• WHAT NEEDS TO BE DONE: At the line that includes "Look at this image and locate every instance of woman's", begin writing out the entries below exactly, and continue through the last line without adding anything.
BEGIN STORED DATA
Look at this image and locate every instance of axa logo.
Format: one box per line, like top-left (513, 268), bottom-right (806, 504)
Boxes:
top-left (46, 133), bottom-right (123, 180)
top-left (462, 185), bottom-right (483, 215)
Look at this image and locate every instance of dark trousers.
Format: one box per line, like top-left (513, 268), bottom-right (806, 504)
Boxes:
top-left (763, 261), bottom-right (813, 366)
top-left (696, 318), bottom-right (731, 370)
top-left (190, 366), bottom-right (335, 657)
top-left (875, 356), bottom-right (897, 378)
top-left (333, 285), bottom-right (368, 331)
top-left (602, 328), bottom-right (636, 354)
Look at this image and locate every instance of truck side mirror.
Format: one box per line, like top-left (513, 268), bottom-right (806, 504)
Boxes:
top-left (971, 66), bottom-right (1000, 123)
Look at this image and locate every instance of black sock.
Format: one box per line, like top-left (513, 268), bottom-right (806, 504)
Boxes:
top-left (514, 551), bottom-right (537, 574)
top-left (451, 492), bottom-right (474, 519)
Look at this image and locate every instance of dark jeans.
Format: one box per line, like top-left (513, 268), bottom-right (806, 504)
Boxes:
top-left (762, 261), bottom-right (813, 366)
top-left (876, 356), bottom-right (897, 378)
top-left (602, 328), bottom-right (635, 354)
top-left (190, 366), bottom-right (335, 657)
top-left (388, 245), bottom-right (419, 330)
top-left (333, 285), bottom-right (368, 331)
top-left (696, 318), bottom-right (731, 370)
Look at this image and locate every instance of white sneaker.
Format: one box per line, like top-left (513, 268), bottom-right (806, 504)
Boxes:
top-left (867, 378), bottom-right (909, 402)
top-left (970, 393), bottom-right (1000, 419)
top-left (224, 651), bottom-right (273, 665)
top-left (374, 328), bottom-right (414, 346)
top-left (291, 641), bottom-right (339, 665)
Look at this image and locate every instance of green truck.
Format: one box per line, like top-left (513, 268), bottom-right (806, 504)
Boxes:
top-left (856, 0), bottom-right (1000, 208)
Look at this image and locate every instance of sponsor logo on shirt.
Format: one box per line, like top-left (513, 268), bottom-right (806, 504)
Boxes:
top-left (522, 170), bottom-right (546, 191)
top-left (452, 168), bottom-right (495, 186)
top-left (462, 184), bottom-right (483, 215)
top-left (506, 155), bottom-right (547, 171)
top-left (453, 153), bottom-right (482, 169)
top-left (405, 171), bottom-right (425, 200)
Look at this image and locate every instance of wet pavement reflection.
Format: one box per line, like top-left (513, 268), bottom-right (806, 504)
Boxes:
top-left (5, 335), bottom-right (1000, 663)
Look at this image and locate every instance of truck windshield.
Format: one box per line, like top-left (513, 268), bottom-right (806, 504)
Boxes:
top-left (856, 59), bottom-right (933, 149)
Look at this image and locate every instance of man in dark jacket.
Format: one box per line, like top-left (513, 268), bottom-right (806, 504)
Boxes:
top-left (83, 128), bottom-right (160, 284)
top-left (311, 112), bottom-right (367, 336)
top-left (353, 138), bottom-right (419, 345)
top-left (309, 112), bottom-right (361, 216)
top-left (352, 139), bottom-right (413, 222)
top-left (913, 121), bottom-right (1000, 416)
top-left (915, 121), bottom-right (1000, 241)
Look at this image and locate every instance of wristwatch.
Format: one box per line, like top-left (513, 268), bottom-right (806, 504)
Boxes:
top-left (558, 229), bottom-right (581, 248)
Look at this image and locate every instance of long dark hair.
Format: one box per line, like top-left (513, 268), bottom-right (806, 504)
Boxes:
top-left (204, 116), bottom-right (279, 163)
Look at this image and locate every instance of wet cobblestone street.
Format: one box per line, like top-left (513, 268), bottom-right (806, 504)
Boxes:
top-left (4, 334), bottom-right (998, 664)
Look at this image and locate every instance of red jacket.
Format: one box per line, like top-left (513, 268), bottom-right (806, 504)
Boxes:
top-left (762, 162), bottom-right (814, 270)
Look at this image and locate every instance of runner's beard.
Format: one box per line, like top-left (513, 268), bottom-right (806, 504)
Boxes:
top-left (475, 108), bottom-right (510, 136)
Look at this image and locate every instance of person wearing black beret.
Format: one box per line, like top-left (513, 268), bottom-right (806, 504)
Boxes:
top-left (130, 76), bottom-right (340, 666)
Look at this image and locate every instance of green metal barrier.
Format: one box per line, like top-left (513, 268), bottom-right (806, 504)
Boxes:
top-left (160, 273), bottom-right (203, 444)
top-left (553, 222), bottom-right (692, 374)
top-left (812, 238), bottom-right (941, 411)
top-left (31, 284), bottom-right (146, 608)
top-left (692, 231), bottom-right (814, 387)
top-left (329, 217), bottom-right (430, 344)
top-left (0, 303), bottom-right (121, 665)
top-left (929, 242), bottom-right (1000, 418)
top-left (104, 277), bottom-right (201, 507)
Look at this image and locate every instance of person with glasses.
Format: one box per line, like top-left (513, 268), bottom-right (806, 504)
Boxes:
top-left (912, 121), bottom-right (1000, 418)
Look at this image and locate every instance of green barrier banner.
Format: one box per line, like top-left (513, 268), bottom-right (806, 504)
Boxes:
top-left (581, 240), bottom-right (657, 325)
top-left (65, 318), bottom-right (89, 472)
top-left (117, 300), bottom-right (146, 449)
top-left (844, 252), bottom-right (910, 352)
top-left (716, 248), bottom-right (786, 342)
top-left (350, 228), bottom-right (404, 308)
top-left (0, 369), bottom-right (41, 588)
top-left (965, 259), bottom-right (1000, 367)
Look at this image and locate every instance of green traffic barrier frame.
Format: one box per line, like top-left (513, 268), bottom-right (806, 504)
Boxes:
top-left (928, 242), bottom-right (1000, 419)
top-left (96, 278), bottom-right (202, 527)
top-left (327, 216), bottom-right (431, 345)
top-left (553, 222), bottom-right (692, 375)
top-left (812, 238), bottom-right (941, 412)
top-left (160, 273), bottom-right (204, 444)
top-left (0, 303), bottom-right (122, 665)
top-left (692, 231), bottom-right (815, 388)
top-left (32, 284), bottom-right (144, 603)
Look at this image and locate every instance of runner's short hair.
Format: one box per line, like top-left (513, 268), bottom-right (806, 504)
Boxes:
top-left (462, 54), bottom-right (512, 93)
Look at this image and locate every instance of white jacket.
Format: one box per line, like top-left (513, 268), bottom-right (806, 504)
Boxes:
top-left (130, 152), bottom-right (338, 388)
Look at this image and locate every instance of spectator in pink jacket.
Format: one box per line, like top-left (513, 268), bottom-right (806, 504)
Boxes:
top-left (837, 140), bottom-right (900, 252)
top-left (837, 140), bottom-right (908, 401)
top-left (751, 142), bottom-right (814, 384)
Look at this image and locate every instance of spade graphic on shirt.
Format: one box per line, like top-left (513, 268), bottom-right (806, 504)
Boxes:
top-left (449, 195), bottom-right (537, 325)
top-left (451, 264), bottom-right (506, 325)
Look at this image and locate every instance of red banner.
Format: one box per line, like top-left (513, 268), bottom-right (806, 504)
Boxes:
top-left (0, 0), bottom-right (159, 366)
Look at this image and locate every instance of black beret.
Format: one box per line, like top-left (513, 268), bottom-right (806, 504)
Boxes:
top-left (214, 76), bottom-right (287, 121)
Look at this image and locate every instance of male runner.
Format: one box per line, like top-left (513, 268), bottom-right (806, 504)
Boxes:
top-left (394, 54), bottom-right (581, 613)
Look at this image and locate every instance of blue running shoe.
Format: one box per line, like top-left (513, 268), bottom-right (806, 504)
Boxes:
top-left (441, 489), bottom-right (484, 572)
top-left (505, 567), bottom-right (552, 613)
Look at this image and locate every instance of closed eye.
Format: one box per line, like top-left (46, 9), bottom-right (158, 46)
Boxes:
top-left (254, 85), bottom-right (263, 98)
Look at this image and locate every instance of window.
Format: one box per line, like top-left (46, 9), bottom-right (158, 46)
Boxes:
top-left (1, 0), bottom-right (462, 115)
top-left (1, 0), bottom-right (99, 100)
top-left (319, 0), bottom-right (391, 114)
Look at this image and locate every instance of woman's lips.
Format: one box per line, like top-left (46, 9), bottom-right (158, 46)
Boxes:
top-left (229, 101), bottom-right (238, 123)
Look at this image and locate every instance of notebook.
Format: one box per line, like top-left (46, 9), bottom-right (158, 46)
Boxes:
END STORED DATA
• EXERCISE SOLUTION:
Look at this image and locate every instance of woman's lips.
Format: one box per line, like top-left (46, 9), bottom-right (158, 46)
Boxes:
top-left (229, 101), bottom-right (238, 123)
Look at this image and locate every instance of notebook.
Format: one box per line, like top-left (46, 9), bottom-right (158, 46)
Boxes:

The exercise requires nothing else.